[WHAT TO PRODUCE]
From the line with "Target = recessed ceiling light" to the end of the data below, restate each line word for word, both ends included, without the pictures.

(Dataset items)
# # # #

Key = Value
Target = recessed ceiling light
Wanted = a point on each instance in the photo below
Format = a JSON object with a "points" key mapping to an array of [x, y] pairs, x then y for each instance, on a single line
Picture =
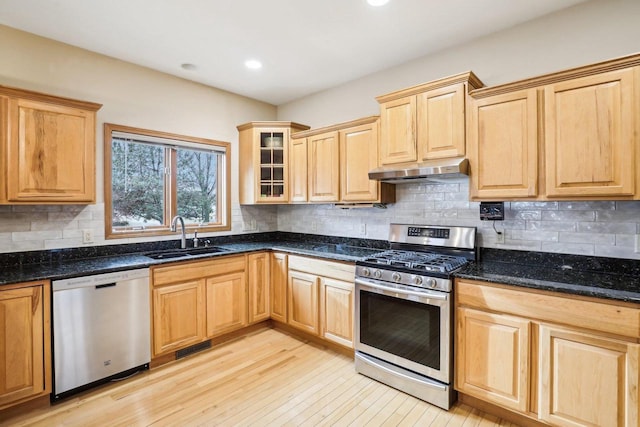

# # # #

[ANSWER SPACE]
Target = recessed ceiling light
Wanted = a point on each instance in the photo below
Format = a JSON object with a "points" key mapping to an array of [x, y] pairs, x then y for each instance, on a single line
Picture =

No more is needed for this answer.